**Tarefa proposta A**
Informe o número de linhas dos registros que contêm a palavra "camouflage", diferenciando maiúsculas de minúsculas. Responda só com o número.
:: Trecho fornecido
Há exatos dez dias, o presidente Lula expulsou a embaixadora da Nicarágua no Brasil, Fulvia Patricia Castro Matu, em reação à mesma ordem dada pelo ditador Daniel Ortega, que retirou do país o diplomata Breno de Souza. Ortega decidiu mandar Souza embora, em virtude do não comparecimento de Lula ao aniversário da Revolução Sandinista, celebrado em 19 de julho.

O comportamento mostra que a relação de Lula com os vizinhos do Foro de São Paulo não anda muito bem, a exemplo de Nicolás Maduro. Há poucas semanas, o chavista criticou o sistema eleitoral brasileiro e, em resposta a um comentário de Lula, o mandou “tomar chá de camomila”.

A relação de Lula e Ortega, contudo, nem sempre foi assim. Em julho de 1980, o petista, na condição de presidente de seu partido, embarcou em um avião rumo à Manágua, capital da Nicarágua, para visitar Ortega e participar da celebração do início do regime.

“Aqui, conheci Fidel Castro pela primeira vez”, lembrou Lula, em outra viagem que fez à Nicarágua, em agosto de 2007. “Vivi todo o trabalho que Daniel Ortega fez naquele momento, para consolidar a Nicarágua como país soberano.”

O guerrilheiro Ortega

Para entender o trabalho de Ortega ao qual Lula se referia, é necessário compreender a Revolução Sandinista. Trata-se da luta armada, encabeçada pela Frente Sandinista de Libertação Nacional (FSLN). O termo sandinismo faz menção a Augusto César Sandino — guerrilheiro que lutou contra a influência dos Estados Unidos em seu país durante as décadas de 1920 e 1930.
::::
:: Dados a usar
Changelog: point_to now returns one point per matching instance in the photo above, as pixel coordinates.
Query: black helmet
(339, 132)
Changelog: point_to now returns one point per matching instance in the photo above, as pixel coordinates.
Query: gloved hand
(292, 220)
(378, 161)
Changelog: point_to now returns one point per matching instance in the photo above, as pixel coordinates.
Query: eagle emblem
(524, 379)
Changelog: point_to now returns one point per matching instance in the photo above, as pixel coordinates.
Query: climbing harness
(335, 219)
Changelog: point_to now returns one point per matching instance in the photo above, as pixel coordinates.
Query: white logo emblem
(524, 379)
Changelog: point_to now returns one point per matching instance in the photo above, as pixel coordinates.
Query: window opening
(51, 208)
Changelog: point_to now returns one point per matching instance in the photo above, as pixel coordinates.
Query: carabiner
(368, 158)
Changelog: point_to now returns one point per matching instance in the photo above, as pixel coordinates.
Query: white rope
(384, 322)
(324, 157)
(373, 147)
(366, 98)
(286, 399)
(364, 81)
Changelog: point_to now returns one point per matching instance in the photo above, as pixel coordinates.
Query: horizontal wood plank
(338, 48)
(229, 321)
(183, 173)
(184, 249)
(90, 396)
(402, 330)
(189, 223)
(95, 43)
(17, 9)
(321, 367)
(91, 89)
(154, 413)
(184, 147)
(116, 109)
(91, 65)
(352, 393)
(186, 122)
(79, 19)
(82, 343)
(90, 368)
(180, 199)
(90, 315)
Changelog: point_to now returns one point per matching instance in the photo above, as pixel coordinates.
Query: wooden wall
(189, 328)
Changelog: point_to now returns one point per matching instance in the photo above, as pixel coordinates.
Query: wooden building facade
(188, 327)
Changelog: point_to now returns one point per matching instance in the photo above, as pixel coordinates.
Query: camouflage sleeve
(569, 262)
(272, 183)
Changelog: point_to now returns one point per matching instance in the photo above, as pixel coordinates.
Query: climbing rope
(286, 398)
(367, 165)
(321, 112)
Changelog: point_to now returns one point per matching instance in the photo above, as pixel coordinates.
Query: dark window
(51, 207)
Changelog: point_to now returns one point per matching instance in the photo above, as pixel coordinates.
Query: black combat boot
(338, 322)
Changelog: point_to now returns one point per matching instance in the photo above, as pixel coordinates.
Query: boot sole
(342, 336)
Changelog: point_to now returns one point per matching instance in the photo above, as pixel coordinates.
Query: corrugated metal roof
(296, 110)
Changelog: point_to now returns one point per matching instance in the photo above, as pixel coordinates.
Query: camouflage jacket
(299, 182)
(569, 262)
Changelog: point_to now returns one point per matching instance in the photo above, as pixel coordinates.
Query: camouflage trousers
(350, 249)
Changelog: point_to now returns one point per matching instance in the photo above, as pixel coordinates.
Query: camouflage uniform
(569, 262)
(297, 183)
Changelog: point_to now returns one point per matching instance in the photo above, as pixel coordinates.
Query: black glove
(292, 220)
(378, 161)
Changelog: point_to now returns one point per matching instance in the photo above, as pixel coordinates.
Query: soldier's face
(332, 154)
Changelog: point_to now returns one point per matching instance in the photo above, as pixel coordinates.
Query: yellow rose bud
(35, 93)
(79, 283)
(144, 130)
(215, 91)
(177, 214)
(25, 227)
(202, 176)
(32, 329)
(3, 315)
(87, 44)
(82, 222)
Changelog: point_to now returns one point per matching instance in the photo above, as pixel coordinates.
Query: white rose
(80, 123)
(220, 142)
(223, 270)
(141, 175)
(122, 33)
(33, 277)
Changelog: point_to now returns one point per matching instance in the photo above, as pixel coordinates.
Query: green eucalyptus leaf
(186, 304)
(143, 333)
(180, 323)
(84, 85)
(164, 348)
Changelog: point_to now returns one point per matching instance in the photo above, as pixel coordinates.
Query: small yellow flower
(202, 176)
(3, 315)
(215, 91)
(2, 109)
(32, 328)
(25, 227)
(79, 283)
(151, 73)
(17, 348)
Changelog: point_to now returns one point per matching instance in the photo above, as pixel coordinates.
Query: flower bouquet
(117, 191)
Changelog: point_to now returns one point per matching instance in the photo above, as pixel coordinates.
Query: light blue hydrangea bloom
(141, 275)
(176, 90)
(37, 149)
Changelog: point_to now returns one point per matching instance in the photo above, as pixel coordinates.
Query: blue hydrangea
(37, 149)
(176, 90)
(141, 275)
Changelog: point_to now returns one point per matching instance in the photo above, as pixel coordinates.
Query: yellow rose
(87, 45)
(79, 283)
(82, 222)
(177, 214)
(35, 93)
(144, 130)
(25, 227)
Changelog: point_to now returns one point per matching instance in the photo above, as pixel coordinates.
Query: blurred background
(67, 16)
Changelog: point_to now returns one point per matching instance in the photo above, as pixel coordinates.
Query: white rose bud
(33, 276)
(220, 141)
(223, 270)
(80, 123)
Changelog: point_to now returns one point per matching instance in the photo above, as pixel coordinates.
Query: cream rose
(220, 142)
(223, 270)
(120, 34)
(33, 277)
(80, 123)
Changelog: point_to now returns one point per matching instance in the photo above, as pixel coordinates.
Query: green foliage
::::
**Tarefa proposta B**
Por favor, diga se cada afirmação abaixo está de acordo com o trecho fornecido acima, respondendo sim ou não e citando literalmente as palavras do trecho que decidem a questão. (i) A embaixadora da Nicarágua expulsa do Brasil se chama Fulvia Patricia Castro Matu. (ii) Em julho de 1980, Lula viajou a Manágua como presidente da República. (iii) Augusto César Sandino lutou contra a influência dos Estados Unidos nas décadas de 1940 e 1950.

**Resposta A**
4

**Resposta B**
(i) Sim: "o presidente Lula expulsou a embaixadora da Nicarágua no Brasil, Fulvia Patricia Castro Matu".
(ii) Não: "na condição de presidente de seu partido".
(iii) Não: "durante as décadas de 1920 e 1930".